* _Goal_
Turn each line of the records below into an entry in a single JSON list of strings, one string per line, with the blank lines left out.
☆ ☆ ☆ ☆
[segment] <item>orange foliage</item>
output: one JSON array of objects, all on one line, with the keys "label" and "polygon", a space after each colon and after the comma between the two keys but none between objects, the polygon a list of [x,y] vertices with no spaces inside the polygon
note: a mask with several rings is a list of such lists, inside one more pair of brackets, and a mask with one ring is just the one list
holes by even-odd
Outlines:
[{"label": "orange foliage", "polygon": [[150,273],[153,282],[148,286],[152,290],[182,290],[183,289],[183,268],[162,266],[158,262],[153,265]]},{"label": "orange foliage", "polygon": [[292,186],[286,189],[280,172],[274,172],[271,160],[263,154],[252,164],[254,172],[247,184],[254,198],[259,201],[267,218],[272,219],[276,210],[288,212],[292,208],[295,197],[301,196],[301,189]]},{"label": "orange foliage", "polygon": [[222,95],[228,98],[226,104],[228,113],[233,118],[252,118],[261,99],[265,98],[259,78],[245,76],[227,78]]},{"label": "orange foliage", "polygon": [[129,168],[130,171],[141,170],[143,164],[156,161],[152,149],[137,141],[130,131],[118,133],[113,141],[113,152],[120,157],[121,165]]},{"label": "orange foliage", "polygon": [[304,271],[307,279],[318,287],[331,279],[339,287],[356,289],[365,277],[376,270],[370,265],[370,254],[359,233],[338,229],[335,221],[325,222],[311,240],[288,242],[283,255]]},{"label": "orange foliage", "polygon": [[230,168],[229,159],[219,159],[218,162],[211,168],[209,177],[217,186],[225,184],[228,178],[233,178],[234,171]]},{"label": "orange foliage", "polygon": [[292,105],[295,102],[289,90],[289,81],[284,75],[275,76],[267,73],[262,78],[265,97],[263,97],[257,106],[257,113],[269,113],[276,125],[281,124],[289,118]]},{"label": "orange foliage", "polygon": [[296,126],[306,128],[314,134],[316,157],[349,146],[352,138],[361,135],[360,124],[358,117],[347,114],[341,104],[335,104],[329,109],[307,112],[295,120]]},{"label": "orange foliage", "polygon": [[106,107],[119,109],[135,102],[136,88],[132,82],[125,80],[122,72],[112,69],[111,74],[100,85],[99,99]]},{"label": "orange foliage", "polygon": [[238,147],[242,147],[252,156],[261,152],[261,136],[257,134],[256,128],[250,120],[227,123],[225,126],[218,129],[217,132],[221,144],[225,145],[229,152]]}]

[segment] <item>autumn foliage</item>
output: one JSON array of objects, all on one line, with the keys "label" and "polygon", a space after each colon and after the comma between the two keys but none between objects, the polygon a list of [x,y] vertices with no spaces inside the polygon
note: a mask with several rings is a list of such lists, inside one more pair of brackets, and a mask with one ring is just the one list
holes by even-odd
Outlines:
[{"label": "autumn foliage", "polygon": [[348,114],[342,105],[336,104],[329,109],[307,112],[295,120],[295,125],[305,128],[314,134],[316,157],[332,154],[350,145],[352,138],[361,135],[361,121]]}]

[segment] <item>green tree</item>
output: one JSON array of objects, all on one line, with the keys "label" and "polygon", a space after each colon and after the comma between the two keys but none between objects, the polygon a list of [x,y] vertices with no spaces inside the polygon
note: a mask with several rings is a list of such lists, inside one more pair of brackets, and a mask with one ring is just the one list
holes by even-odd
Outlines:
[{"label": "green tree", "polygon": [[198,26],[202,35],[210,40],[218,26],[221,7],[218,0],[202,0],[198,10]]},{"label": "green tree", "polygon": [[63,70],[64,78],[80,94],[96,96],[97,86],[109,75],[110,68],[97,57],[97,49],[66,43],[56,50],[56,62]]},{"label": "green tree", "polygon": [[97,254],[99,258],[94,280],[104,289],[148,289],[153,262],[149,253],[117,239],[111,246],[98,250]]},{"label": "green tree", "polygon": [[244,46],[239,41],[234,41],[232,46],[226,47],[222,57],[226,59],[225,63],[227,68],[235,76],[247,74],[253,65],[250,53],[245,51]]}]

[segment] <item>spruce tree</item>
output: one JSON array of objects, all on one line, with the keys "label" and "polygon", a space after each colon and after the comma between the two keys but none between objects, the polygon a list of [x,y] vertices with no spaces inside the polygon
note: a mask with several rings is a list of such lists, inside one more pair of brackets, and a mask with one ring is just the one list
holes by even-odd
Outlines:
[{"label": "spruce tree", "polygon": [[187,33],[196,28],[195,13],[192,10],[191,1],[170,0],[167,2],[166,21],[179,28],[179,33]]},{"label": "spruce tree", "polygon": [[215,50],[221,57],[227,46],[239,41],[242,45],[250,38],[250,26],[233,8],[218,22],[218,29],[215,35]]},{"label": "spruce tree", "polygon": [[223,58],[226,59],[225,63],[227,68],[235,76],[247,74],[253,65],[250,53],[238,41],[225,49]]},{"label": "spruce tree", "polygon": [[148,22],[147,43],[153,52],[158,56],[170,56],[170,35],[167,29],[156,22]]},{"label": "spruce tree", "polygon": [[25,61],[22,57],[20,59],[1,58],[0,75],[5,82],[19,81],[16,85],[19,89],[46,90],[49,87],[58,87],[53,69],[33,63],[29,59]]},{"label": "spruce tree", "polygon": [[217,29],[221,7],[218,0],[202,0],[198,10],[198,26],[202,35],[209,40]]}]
☆ ☆ ☆ ☆
* _Solution for this exercise_
[
  "[segment] <item>orange foliage</item>",
  "output: one JSON array of objects, all on one line, with the keys \"label\" and \"polygon\", a space after each colon and after the comma between the two keys but none between objects, the polygon a list of [x,y] vertices with no spaces inside the polygon",
  "note: a mask with several rings is a list of such lists, inside one more pair of brackets, and a mask with one ring is just the one list",
  "holes by even-odd",
  "Outlines:",
  "[{\"label\": \"orange foliage\", \"polygon\": [[150,273],[153,282],[148,286],[152,290],[182,290],[183,289],[183,268],[162,266],[158,262],[153,265]]},{\"label\": \"orange foliage\", \"polygon\": [[292,186],[286,189],[280,172],[274,172],[271,160],[263,154],[252,164],[254,172],[247,184],[254,198],[259,201],[267,218],[272,219],[276,210],[288,212],[292,208],[295,197],[301,196],[301,189]]},{\"label\": \"orange foliage\", \"polygon\": [[222,95],[228,98],[226,104],[228,113],[233,118],[252,118],[261,99],[265,98],[259,78],[245,76],[227,78]]},{\"label\": \"orange foliage\", \"polygon\": [[129,168],[130,171],[141,170],[143,164],[156,161],[152,149],[137,141],[130,131],[118,133],[113,141],[113,152],[120,157],[121,165]]},{\"label\": \"orange foliage\", \"polygon\": [[304,271],[307,279],[318,287],[331,279],[339,287],[356,289],[365,277],[376,270],[370,265],[370,254],[359,233],[338,229],[335,221],[325,222],[311,240],[288,242],[283,255]]},{\"label\": \"orange foliage\", \"polygon\": [[230,168],[229,159],[219,159],[218,162],[211,168],[209,177],[217,186],[225,184],[228,178],[233,178],[234,171]]},{\"label\": \"orange foliage\", \"polygon\": [[292,105],[295,102],[289,90],[289,81],[284,75],[275,76],[267,73],[262,78],[265,97],[263,97],[257,106],[257,113],[269,113],[276,125],[281,124],[289,118]]},{\"label\": \"orange foliage\", \"polygon\": [[296,126],[306,128],[314,134],[316,157],[349,146],[352,138],[361,135],[360,124],[358,117],[347,114],[341,104],[335,104],[329,109],[307,112],[295,120]]},{\"label\": \"orange foliage\", \"polygon\": [[106,107],[119,109],[135,102],[136,88],[132,82],[125,80],[122,72],[112,69],[111,74],[100,85],[99,99]]},{\"label\": \"orange foliage\", \"polygon\": [[238,147],[242,147],[252,156],[261,152],[261,136],[257,134],[256,128],[250,120],[227,123],[225,126],[218,129],[217,132],[221,144],[225,145],[229,152]]}]",
  "[segment] <item>autumn foliage</item>",
  "output: one JSON array of objects, all on one line, with the keys \"label\" and \"polygon\", a space after each colon and after the comma between the two keys but none between objects, the polygon a list of [x,y] vertices with no spaces inside the polygon",
  "note: a mask with several rings is a list of such lists, inside one more pair of brackets, and a mask with one ring is just the one list",
  "holes by even-odd",
  "Outlines:",
  "[{\"label\": \"autumn foliage\", \"polygon\": [[348,114],[342,105],[336,104],[329,109],[307,112],[295,120],[295,125],[305,128],[314,134],[316,157],[332,154],[350,145],[352,138],[361,135],[361,121]]}]",
  "[segment] <item>green tree</item>",
  "output: one JSON array of objects, all on one line, with the keys \"label\" and \"polygon\", a space after each colon and after the comma between the two keys but none between objects, the polygon a list of [x,y] vertices with no spaces inside the polygon",
  "note: a mask with several rings is a list of such lists, inside one more pair of brackets, and a mask with one ring is just the one list",
  "holes by even-odd",
  "Outlines:",
  "[{\"label\": \"green tree\", \"polygon\": [[198,26],[202,35],[210,40],[218,26],[221,7],[218,0],[202,0],[198,10]]},{\"label\": \"green tree\", \"polygon\": [[63,70],[64,78],[80,94],[96,96],[97,86],[109,75],[110,68],[97,57],[97,49],[66,43],[56,50],[56,62]]},{\"label\": \"green tree\", \"polygon\": [[97,254],[99,258],[94,280],[104,289],[148,289],[153,262],[149,253],[117,239],[111,246],[98,250]]},{\"label\": \"green tree\", \"polygon\": [[244,46],[239,41],[234,41],[232,46],[226,47],[222,57],[226,59],[225,63],[227,68],[235,76],[247,74],[253,65],[250,53],[245,51]]}]",
  "[segment] <item>spruce tree</item>",
  "output: one JSON array of objects, all on one line, with the keys \"label\" and \"polygon\", a space after each colon and after the comma between the two keys but none between objects, the polygon a list of [x,y] vertices with no spaces inside the polygon",
  "note: a mask with several rings is a list of such lists, inside one more pair of brackets, and a mask with one ring is just the one list",
  "holes by even-odd",
  "Outlines:",
  "[{\"label\": \"spruce tree\", \"polygon\": [[187,33],[196,28],[195,13],[192,10],[191,1],[170,0],[167,2],[166,21],[179,28],[179,33]]},{\"label\": \"spruce tree\", \"polygon\": [[215,50],[221,57],[227,46],[239,41],[242,45],[250,38],[250,26],[233,8],[218,22],[218,29],[215,35]]},{\"label\": \"spruce tree\", \"polygon\": [[223,58],[226,59],[225,63],[227,68],[235,76],[247,74],[253,65],[250,53],[238,41],[225,49]]},{\"label\": \"spruce tree\", \"polygon\": [[148,22],[147,43],[153,52],[158,56],[170,56],[170,35],[167,29],[156,22]]},{\"label\": \"spruce tree\", \"polygon\": [[25,61],[22,57],[20,59],[1,58],[0,75],[5,82],[19,81],[16,85],[19,89],[46,90],[49,87],[58,87],[53,69],[33,63],[29,59]]},{\"label\": \"spruce tree\", \"polygon\": [[217,29],[221,7],[218,0],[202,0],[198,10],[198,26],[202,35],[209,40]]}]"
]